**Task description:** Rewrite the stretch of items from the line that contains "Task: where can the wide-brim" through the end of the items as a Markdown table with the columns Number and Line, one line per row, leaving out any blank lines.

Position annotation items:
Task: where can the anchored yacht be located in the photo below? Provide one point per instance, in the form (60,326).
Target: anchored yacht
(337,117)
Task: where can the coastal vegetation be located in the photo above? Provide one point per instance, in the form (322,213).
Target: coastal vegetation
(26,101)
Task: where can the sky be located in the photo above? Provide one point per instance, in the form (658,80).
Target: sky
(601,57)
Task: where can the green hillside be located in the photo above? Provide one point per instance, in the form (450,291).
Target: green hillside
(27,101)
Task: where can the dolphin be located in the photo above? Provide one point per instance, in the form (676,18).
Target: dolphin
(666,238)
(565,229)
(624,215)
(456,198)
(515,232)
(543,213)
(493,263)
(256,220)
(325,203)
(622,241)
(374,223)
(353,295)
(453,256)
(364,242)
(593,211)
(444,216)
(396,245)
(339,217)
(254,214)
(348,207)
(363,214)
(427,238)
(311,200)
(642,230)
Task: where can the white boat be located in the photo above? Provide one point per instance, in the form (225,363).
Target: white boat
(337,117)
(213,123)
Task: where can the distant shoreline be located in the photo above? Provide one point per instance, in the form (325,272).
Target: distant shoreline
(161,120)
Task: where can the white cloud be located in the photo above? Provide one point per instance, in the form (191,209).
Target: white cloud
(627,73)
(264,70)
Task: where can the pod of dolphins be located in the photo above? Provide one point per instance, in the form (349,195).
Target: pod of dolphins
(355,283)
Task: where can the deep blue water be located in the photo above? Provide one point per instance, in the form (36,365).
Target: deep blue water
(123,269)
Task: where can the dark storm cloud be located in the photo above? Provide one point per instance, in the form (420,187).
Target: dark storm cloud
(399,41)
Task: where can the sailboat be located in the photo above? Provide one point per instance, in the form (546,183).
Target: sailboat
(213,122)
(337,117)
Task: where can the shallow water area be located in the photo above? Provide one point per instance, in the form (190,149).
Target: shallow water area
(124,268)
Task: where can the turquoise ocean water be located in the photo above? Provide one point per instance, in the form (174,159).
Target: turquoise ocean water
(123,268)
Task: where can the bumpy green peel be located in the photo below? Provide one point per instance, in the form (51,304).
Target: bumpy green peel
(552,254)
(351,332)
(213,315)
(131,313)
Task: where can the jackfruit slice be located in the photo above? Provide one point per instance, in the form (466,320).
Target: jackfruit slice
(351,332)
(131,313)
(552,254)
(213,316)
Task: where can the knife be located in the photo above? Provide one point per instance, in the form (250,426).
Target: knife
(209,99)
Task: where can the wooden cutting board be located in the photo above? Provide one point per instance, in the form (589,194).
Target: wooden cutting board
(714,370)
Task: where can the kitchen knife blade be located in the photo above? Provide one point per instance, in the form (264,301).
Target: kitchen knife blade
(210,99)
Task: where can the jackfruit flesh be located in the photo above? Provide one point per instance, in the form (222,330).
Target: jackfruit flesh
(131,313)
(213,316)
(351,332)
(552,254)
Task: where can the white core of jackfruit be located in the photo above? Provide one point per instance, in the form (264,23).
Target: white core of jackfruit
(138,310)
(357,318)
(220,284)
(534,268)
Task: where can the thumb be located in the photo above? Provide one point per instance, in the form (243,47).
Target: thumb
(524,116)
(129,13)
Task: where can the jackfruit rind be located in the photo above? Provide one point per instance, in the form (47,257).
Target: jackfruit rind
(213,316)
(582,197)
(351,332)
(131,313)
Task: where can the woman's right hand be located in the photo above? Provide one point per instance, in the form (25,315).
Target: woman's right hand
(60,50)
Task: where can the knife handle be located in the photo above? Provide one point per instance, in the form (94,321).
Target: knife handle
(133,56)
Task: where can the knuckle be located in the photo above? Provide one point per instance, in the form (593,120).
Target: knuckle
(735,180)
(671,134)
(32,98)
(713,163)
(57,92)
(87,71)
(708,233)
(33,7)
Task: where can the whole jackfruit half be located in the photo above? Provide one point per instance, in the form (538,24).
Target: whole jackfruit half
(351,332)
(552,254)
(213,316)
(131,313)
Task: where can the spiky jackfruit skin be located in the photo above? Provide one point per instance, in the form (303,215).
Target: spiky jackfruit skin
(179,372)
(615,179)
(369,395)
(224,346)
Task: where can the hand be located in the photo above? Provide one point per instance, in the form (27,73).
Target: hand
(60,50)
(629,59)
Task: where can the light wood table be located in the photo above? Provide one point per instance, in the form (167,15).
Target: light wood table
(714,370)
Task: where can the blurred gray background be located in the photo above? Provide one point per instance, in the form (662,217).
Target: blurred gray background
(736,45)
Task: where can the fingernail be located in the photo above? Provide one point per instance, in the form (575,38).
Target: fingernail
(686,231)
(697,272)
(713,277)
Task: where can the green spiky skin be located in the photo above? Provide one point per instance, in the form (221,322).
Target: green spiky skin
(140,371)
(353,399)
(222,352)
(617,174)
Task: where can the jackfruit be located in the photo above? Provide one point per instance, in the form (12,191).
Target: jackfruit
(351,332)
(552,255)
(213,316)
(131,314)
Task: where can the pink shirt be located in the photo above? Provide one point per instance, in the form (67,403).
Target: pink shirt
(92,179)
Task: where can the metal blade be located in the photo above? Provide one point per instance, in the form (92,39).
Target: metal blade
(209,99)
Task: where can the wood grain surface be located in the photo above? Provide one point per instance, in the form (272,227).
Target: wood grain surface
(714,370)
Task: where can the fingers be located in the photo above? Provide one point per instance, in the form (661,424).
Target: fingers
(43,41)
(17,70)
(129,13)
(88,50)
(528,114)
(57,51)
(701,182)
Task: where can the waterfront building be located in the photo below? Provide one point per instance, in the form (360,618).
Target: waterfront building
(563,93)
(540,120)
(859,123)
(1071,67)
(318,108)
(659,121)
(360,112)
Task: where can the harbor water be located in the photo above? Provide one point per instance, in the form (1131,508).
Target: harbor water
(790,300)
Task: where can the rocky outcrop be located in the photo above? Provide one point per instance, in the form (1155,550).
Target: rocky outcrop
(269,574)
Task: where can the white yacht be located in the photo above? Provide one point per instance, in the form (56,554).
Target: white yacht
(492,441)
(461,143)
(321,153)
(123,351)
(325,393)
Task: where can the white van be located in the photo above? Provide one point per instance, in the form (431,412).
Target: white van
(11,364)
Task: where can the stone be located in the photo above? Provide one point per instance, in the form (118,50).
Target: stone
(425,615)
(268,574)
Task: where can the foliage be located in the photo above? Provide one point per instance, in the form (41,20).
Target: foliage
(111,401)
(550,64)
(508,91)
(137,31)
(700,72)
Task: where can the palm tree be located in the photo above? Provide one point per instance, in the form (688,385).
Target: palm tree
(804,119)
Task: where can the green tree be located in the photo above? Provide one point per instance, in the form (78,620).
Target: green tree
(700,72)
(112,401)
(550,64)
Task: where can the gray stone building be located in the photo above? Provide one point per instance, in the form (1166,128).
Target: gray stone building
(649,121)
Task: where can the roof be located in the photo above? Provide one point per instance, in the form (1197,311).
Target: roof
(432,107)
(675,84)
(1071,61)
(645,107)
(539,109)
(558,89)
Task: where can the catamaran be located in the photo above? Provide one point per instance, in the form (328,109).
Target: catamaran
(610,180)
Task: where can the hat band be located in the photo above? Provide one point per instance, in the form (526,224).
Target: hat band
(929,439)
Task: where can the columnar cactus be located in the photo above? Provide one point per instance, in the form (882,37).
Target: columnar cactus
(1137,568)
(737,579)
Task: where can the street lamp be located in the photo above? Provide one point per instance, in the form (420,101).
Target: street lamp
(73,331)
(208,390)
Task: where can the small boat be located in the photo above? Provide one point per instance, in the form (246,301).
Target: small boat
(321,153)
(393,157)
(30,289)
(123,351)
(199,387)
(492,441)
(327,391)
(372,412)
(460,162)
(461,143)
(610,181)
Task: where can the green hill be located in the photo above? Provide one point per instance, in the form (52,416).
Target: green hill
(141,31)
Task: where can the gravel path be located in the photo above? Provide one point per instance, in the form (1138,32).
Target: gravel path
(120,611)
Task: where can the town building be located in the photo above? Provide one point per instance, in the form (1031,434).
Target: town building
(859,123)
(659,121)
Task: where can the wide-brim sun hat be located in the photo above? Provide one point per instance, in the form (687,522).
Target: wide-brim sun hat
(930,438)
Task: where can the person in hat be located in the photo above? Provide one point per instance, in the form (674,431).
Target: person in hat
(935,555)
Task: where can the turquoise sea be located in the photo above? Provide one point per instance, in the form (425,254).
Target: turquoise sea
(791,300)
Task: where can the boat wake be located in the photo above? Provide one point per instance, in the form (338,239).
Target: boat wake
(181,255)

**Final result:**
| Number | Line |
|---|---|
| 1 | Task: where can the wide-brim sun hat be located in the photo above? Provide one point per instance, in the form (687,522). |
| 2 | Target: wide-brim sun hat |
| 3 | (930,438) |
| 4 | Task: where can the person in hat be located in the photo above? Provide one point per instance, in the form (674,431). |
| 5 | Target: person in hat |
| 6 | (935,555) |
| 7 | Task: where can the turquoise sea be located in the photo above? Provide one point per instance, in the form (425,254). |
| 8 | Target: turquoise sea |
| 9 | (791,300) |
| 10 | Task: where can the boat wake be located in the photo above? Provide one point per instance, in the form (338,239). |
| 11 | Target: boat wake |
| 12 | (181,255) |